─── Document segment
Primer sequences for Semi-quantitative PCR
| mRNA or Gene (Accession ID) | Oligonucleotide sequence (5'-3') | Anneling Tm(°C) | Product Length (bp) |
|---|---|---|---|
| P53 | F- GTGGAAGGAAATTTGCGTGTG | 59 °C | 180 |
| NM_001126117.1 | R- CCAGTGTGATGATGGTGAGGATG | ||
| Bcl-2 | F- TGCACCTGACGCCCTTCAC | 59 °C | 291 |
| NM_000633.2 | R- AGACAGCCAGGAGAAATCAAACAG | ||
| β-actin | F- TTCTACAATGAGCTGCGTGTGG | 59 °C | 119 |
| NM_001101.3 | R- TTCTACAATGAGCTGCGTGTGG |
Statistical analyses
Results were presented as mean ± SD in triplicate experiments. Differences were determined using ANOVA with the Tukey-Kramer multiple comparisons test.
RESULTS
Effects of Polygonum avicular extract on the cell viability and prolifration
Results showed high cytotoxicity of the extract at the concentrations of 300 and 350 ng/µl after 24 hrs compared to the controls Ninety nine percent cell death occurred at the concentration of 400 ng/µl after 24 hrs (Fig. 1). As is shown in figures 2 and 3, treatment of the MCF-7 cells with Polygonum avicular inhibited cell proliferation significantly compared to the controls (P<0.001). Polygonum avicular extract induced 50% cell death at the concentration of 300 ng/µl and at the highest concentration of Polygonum avicular (400 ng/µl), the cell viability was 3% (Figs. 2a and 2b).
Figure 1.
Cell viability of the MCF-7 cells treated at concentrations of 50, 100, 150, 200, 250, 300,350 and 400 ng/µl of Polygonum avicular (right) versus control group (left).
Figure 2.
a: Cytotoxic effects of Polygonum avicular at concentrations of 50, 100, 150, 200, 250, 300,350 and 400 ng/µl on MCF-7 cells versus control group (P<0.001), b: Cytotoxic effects of polygonum avicular at various concentrations of 50, 100, 150, 200, 250, 300,350 and 400 ng/µl on MCF-7 cells comparing to the control group following incubation for different time lengths (P<0.001).
Figure 3.
a: Cytotoxic effects of cisplatin at concentrations of 60, 120,180, 240, 300, 360 and 420 µg/ml on MCF-7 cells versus control group (P<0.001). b: Cytotoxic effects of cisplatin at various concentrations of 5060, 120,180, 240, 300, 360 and 420 µg/ml on MCF-7 cells comparing to the control group following incubation for different time lengths (P<0.001)
Interestingly, cisplatin affected the viability of the cells at higher concentrations i.e. more than 180 µg/ml (Figs. 3a and 3b).
──────
*How to complete this task*
Extend the Polygonum avicular and MCF-7 cell study excerpt by writing what follows its final sentence.
─── Recorded information
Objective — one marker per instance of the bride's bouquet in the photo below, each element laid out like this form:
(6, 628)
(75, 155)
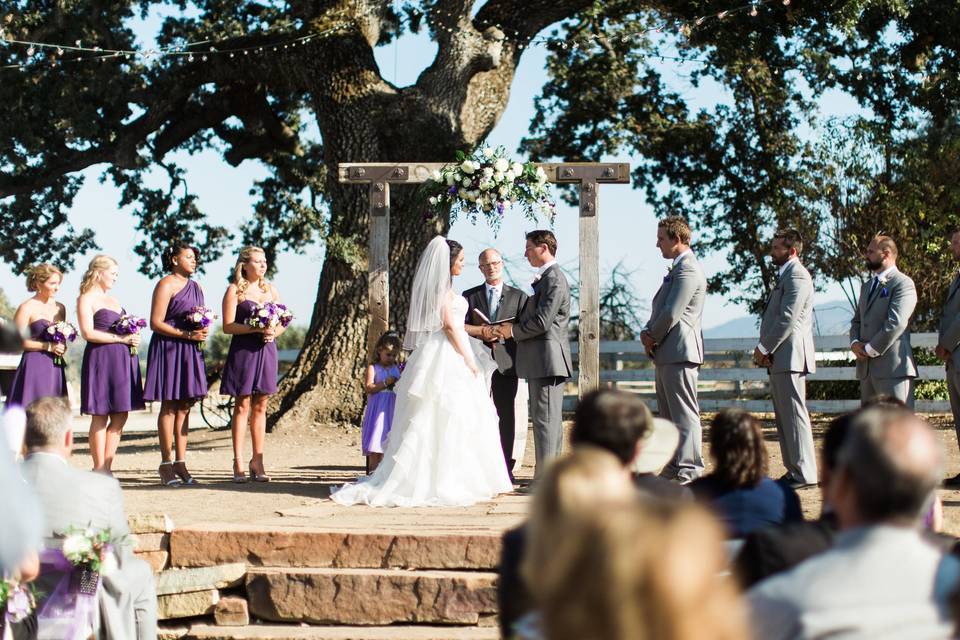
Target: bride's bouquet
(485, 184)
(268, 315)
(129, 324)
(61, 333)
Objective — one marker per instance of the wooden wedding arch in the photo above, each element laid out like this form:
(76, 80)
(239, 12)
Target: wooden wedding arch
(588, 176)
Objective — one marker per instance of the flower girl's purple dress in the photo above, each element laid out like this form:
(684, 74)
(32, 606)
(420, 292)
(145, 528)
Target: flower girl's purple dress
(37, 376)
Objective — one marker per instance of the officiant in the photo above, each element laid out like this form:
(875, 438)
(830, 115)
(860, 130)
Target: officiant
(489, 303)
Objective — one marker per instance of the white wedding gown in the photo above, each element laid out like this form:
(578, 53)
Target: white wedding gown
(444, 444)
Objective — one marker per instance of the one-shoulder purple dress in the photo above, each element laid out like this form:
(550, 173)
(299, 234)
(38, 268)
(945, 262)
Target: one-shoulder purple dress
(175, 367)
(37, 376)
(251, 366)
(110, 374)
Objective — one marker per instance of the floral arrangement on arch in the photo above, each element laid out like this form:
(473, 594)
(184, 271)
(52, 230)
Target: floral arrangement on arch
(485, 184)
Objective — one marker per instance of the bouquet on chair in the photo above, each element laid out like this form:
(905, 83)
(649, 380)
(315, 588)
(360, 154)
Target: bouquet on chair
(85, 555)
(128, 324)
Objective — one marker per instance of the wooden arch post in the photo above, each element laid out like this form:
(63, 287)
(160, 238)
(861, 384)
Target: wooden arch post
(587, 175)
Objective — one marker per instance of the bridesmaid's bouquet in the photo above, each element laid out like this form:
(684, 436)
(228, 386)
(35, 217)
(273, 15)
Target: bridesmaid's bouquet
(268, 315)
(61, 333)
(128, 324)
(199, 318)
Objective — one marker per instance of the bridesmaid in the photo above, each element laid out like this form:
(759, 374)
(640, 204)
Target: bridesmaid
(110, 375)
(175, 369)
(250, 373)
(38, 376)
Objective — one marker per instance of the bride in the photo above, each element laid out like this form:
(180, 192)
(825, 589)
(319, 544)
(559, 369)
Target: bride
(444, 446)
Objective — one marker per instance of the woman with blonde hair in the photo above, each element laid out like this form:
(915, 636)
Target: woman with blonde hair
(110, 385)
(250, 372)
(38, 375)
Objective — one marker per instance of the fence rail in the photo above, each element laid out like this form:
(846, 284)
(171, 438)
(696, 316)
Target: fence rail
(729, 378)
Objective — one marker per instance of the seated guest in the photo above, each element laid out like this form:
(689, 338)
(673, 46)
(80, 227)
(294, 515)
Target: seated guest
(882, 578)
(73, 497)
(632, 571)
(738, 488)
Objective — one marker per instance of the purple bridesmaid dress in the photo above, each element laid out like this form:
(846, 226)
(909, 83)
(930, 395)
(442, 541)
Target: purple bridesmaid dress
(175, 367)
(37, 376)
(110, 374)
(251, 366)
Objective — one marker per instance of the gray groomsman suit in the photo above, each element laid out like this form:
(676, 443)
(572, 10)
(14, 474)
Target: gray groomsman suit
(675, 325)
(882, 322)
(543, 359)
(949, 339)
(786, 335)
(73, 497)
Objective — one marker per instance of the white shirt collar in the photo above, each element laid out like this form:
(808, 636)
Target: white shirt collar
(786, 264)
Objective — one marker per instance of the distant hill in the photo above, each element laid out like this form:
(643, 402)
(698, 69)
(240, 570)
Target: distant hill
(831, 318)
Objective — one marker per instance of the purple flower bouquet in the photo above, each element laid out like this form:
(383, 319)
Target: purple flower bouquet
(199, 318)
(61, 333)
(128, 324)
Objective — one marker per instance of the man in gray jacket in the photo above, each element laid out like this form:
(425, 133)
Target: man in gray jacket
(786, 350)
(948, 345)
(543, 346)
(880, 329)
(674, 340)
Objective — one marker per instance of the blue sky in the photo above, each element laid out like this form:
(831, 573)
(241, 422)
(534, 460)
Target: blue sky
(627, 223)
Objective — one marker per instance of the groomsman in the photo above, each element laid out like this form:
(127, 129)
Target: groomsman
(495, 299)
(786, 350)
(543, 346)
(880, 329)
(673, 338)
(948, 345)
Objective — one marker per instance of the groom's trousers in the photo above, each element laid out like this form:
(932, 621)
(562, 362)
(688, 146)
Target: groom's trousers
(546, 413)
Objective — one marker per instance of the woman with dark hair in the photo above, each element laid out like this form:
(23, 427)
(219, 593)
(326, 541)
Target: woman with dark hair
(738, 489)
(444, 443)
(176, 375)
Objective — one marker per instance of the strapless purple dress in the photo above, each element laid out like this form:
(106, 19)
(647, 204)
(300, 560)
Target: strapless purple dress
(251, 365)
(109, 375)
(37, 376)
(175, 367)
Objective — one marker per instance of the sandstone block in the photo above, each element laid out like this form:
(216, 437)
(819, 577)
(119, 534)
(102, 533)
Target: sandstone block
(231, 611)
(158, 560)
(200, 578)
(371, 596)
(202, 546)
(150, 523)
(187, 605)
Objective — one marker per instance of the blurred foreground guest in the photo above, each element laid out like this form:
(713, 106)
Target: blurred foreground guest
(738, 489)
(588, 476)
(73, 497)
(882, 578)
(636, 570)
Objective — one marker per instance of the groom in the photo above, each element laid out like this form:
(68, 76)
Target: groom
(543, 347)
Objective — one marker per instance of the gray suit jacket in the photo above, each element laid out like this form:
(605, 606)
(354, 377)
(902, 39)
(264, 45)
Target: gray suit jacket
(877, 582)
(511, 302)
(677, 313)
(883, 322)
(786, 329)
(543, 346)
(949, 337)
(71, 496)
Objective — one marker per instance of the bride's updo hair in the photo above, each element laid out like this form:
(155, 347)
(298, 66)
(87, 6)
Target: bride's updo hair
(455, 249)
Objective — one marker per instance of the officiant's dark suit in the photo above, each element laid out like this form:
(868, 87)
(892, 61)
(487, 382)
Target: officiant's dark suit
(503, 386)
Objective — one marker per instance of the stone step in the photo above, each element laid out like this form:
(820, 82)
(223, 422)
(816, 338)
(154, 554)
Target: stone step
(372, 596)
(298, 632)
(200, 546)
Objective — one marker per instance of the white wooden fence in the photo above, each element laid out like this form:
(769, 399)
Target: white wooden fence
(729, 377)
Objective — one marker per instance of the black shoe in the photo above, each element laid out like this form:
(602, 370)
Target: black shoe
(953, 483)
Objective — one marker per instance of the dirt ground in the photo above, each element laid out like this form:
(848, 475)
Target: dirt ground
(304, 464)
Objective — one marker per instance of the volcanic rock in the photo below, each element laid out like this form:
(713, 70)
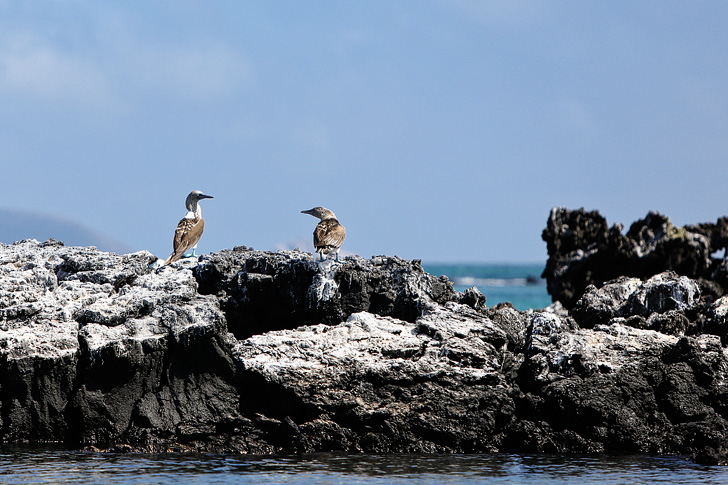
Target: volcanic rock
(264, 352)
──────
─── Recorded information
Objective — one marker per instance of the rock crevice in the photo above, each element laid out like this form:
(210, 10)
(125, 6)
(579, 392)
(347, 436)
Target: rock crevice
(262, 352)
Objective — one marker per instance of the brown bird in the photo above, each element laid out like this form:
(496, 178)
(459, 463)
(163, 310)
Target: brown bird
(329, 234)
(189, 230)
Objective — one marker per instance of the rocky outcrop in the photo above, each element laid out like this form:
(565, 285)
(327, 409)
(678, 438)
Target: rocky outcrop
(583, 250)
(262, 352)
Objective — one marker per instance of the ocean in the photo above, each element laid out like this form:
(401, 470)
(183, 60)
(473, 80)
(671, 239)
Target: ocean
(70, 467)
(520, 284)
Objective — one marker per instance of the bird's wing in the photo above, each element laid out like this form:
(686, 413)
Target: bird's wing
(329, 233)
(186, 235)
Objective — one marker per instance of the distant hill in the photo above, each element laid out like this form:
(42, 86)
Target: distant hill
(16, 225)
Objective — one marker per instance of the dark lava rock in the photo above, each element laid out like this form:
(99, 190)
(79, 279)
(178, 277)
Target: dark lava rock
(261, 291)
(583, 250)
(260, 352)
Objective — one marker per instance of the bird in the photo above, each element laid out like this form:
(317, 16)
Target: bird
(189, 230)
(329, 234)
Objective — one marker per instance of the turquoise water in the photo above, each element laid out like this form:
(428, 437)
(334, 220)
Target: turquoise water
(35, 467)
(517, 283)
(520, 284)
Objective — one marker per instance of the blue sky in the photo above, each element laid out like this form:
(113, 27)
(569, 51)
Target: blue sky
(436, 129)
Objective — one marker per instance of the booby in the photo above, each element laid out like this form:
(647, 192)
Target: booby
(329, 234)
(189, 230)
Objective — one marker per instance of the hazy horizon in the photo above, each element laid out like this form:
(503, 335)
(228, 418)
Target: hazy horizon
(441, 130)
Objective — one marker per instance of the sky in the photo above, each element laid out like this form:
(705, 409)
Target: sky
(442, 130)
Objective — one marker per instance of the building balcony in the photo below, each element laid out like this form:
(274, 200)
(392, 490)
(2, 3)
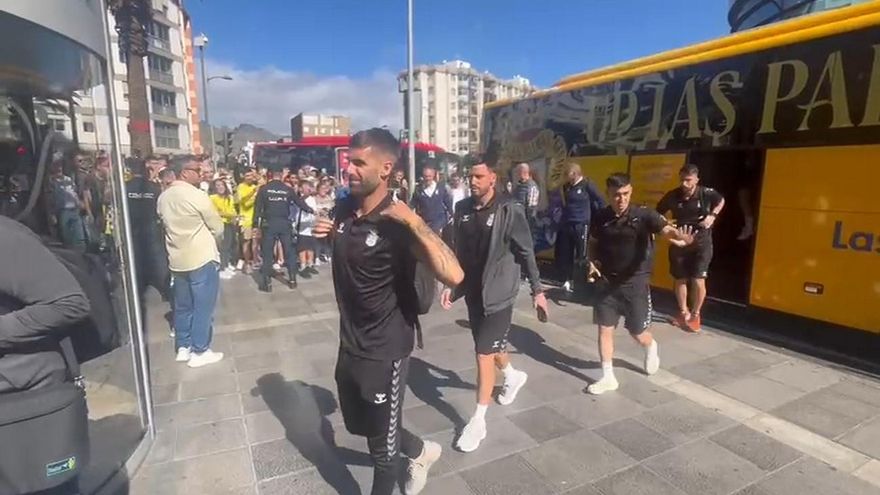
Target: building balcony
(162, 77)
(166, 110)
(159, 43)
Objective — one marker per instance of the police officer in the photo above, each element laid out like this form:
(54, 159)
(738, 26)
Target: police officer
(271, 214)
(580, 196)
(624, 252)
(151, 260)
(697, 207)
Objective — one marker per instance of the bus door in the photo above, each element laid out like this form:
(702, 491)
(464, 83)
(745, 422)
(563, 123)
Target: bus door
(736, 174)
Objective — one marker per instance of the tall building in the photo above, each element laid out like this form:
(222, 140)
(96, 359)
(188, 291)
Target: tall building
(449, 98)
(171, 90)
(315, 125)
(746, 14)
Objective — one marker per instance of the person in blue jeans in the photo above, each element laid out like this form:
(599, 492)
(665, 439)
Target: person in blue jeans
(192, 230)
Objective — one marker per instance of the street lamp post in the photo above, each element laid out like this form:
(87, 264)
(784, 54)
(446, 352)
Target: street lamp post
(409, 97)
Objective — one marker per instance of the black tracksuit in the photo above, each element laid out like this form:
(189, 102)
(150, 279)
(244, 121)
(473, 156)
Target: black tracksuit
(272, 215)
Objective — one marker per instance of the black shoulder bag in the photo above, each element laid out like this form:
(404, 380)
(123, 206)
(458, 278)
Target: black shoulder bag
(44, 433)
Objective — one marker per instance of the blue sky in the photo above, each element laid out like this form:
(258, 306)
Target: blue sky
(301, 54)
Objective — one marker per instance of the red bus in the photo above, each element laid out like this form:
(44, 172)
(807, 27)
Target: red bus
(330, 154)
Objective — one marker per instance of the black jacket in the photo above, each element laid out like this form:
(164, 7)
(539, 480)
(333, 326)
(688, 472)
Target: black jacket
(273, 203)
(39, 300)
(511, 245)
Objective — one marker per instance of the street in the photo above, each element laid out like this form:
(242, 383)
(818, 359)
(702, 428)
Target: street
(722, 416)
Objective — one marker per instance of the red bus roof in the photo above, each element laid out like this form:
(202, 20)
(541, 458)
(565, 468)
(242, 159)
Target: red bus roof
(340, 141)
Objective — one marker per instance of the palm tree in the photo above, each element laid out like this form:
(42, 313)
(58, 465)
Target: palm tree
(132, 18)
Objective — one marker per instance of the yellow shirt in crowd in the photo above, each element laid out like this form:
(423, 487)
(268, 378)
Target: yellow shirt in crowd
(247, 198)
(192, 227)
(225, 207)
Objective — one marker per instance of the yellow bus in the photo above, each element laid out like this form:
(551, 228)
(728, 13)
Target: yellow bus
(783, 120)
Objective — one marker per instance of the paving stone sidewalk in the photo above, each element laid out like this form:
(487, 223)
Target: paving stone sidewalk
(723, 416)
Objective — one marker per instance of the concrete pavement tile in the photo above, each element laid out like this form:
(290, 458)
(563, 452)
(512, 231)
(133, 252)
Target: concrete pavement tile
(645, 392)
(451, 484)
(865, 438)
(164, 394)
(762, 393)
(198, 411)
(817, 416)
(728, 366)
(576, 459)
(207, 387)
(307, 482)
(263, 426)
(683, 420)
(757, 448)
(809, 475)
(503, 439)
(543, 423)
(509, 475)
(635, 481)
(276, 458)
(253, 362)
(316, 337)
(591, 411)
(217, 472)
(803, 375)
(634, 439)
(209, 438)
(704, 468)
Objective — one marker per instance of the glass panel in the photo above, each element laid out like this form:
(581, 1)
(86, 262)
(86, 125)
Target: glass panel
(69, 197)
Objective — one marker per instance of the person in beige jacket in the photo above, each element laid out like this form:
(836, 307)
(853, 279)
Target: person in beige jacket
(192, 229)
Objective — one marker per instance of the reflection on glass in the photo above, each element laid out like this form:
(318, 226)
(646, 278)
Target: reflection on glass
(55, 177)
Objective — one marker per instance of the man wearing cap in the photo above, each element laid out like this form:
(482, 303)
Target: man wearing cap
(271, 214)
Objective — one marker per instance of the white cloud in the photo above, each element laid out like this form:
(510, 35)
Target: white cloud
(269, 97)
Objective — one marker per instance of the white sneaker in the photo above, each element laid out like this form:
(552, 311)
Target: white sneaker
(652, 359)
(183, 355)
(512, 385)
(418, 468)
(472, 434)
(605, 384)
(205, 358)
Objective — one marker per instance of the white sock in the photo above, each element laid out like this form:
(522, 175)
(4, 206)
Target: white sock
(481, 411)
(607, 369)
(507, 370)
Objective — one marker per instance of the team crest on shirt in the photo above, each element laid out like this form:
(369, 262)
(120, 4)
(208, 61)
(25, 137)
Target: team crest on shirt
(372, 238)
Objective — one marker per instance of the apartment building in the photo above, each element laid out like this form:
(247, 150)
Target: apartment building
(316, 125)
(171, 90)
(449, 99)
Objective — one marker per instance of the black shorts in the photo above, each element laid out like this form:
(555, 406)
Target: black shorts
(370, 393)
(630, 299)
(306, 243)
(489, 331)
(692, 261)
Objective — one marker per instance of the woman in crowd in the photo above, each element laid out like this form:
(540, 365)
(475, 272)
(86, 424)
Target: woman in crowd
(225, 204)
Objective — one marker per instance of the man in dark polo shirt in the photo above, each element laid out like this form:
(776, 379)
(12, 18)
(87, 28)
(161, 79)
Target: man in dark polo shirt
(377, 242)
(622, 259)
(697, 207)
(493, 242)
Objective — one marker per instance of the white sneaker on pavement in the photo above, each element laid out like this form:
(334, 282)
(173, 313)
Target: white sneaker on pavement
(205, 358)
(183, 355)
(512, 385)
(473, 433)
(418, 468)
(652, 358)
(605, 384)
──────
─── Recorded information
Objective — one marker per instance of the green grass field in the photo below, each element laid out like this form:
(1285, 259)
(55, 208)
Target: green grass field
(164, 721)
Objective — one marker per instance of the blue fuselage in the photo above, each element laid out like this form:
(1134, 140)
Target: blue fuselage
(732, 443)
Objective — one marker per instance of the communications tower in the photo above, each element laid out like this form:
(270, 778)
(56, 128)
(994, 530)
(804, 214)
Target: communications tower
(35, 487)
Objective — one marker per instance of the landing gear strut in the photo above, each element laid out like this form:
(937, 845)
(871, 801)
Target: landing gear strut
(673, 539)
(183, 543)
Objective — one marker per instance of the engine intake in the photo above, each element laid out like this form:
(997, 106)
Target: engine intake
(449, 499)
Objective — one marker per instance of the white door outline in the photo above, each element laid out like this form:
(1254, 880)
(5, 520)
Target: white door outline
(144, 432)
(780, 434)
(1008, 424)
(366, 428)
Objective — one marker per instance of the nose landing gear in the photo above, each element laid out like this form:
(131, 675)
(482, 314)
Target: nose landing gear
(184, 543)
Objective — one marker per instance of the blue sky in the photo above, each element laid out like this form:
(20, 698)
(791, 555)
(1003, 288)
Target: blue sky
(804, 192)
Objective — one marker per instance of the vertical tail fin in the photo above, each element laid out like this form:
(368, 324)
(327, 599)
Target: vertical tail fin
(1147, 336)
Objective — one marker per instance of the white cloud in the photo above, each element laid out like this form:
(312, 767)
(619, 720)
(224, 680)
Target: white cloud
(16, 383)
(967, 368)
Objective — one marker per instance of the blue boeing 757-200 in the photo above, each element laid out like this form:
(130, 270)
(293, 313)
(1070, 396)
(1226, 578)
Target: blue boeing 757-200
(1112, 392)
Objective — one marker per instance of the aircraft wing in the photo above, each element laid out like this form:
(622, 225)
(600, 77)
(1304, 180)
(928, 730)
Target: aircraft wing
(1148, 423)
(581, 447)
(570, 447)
──────
*Response area*
Induction of apoptosis following treatment with Polygonum avicular
The results showed that apoptosis occurred significantly in 43.08% of the cells treated with Polygonum aviculare (p<0.05) extract compared to the control group (26.97%, Fig. 4a). Consistent with the above results, apoptosis was also induced by cisplatin but in lower extent (Fig. 4b). RT-PCR results revealed that Polygonum avicular induced an increase in the expression of P53 mRNA at the concentration of 100 ng/µl whereas the expression level of the Bcl-2 gene was reduced (Fig. 5a). Following treatment of the cells with 100µg/ml cisplatin for 48 hrs, p53 expression was up-regulated but there were no changes in the expression of the Bcl-2 gene (Fig. 5b).
Figure 4.
a: Effect of polygonum avicular on the apoptosis of MCF-7 cells represented in percent with flowcytometry. Apoptosis in Polygonum treated group increased significantly comparing to control (P<0.05). b: Effect of cisplatin on the apoptosis of MCF-7 cells represented in percent with flowcytometry. Apoptosis in cisplatin treated group increased significantly comparing to control (P<0.05).
Figure 5.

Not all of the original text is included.